→ GIVEN DATA:
▼
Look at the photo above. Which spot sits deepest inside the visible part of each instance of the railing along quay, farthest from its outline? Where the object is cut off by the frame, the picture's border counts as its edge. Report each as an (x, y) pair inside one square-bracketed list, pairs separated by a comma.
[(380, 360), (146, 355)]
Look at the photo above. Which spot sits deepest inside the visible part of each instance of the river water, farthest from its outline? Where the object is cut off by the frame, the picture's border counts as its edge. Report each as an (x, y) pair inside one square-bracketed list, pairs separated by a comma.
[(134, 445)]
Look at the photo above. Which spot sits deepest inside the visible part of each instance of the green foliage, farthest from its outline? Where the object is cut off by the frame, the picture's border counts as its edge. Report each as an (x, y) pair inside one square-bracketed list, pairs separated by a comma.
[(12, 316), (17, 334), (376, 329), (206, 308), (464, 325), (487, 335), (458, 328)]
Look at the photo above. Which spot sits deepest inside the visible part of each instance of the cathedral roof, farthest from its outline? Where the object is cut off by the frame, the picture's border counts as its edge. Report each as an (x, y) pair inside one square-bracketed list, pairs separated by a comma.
▲
▼
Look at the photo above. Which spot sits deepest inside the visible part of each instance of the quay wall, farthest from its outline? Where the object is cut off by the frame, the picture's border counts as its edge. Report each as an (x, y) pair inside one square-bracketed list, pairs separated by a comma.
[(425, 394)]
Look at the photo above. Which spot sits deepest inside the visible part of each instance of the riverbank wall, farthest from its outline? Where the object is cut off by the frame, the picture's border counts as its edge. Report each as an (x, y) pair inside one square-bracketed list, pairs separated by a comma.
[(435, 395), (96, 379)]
▲
→ TASK:
Please give an exact copy of the lines above, beginning with the line containing "river water, farthest" and running through the line containing "of the cathedral", and of no other lines.

→ TASK RESPONSE:
Look at the photo above. Which spot sits deepest inside the visible part of each instance of the river water, farthest from its outline? Where the object is cut off by the frame, the picture's border counts as its edge. Report each as an (x, y) pair inside one square-bracketed list, pairs separated by a comma.
[(134, 445)]
Look at the photo above. Which spot sits deepest inside the visible part of each instance of the green foliage, farthest from its outline? Where the object is cut off by the frame, the picture's border counts as its edge. Report each as an (x, y) pair inside one square-bracketed list, pairs separated by a comma.
[(12, 316), (17, 334), (376, 329), (206, 308), (464, 325), (487, 335), (458, 328)]
Look at the photo above. Which spot sits deepest inside the visible part of each instance of the cathedral roof, farthest from its outline? Where the object is cut off by the frame, the picture's border counts as its edge. Report each as an (x, y) pair inside one square-bracketed list, pairs separated by a comma.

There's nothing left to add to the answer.